- _PASSAGE SHOWN_:
'''

# Outty 1000 or 800XMR?



## tacoma_2002

After the holidays looks like I'll be purchasing one or the other.

I've already asked a few buds about it, and I'm leaning toward the 1000. Just curious to see what you guys think. Pro's/Con's? The only reason I'd be getting the XMR is for the fact that it's already decked out and ready to roll...tires, wheels, rad relocate, etc etc. I can get the 1000 for about 500 less than the XMR, so pricing isn't that much different.

Will they be putting the 1000 in the XMR anytime soon?

Any help is appreciated.


----------



## LiftedNlawedBrute

in my group theres a guy with a 2012 XMR and a guy with a 2011 Outty 800. If you like to play and have fun, DONT get the XMR!, the snorkels are only about 3 inches higher than stock, (it was just put on there to mark up the price) plus with the length of the quad its very hard to enjoy. and as far as speed and power, the outty 800 will dominate over the XMR in everything. Both quads are running 30' tires.


----------



## brute574

XMR is geared down to turn the 30" and TQ, no top Speed. I have rode both and would go with the 1000 anyday


----------



## Polaris425

1000 :rockn:


----------



## NMKawierider

Looks like you are getting the 1000...lol


----------



## fstang24

Your going to love that 1000cc motor that thing just keeps pulling and pulling away..ask me how i know.....:rockn:


----------



## JPs300

Tough decision. One big plus to the XMR - it's nice to have a full drivetrain warranty even with the bike on 30" backs. The bigger motor obviously has more potential, but unless you're racing I doubt the power difference will really mean much.

'''

(Coordinate annotation entries)
'''

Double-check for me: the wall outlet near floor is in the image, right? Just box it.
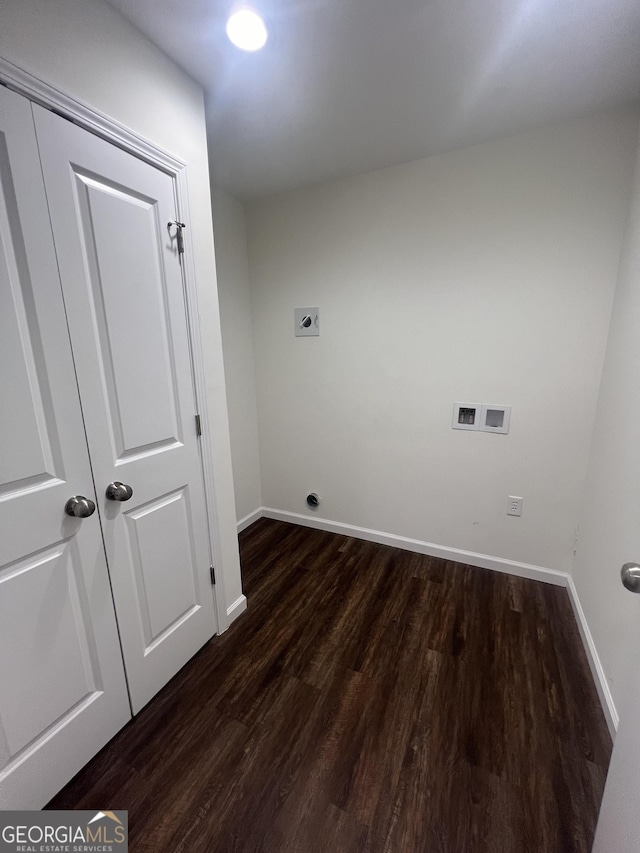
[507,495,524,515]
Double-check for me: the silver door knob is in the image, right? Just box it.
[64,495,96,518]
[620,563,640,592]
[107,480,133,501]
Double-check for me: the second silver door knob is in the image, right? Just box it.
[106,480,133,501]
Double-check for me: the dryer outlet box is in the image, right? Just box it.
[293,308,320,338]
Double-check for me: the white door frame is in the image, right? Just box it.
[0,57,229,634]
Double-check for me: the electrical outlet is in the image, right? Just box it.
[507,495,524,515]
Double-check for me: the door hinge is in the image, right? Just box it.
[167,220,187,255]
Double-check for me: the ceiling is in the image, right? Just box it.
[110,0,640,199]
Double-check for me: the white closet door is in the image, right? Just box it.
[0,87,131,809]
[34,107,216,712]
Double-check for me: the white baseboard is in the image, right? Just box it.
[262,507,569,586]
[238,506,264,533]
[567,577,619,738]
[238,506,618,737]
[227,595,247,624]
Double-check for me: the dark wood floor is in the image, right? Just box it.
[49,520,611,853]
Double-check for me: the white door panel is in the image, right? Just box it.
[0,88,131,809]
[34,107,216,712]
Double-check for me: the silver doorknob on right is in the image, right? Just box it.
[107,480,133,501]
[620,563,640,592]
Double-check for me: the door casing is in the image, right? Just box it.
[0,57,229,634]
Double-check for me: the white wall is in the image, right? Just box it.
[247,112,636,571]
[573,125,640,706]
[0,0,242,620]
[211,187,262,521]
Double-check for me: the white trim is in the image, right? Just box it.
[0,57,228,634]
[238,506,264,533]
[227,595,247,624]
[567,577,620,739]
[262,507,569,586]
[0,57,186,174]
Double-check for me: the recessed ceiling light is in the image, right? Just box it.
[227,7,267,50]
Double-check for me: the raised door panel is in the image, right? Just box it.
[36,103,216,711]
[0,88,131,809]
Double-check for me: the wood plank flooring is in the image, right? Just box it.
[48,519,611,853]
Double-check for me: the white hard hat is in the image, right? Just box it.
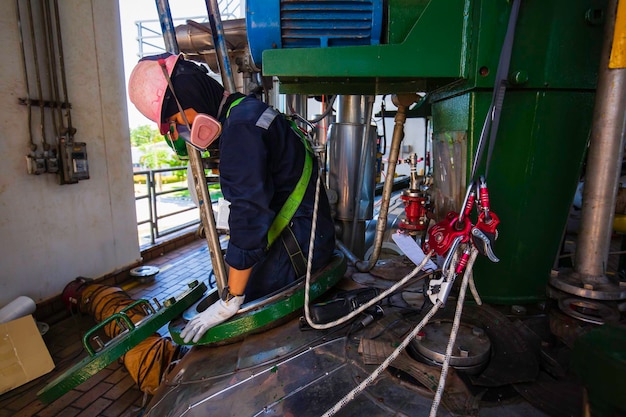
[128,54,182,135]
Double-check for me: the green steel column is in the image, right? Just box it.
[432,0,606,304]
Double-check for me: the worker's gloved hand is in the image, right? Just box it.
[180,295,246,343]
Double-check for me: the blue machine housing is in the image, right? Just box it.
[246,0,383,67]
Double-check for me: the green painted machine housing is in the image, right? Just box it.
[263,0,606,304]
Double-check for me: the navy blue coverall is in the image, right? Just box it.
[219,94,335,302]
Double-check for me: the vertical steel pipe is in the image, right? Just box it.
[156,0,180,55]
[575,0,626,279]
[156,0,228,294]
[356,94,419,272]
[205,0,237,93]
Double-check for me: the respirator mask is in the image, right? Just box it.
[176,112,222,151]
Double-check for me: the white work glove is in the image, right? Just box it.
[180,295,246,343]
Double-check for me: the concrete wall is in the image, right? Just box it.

'''

- _STATED EXERCISE_: Name every user who posts in the forum thread, in the order their posts appear. Work from the forum thread alone, not the data.

- _TASK OUTPUT_: tacoma_2002, LiftedNlawedBrute, brute574, Polaris425, NMKawierider, fstang24, JPs300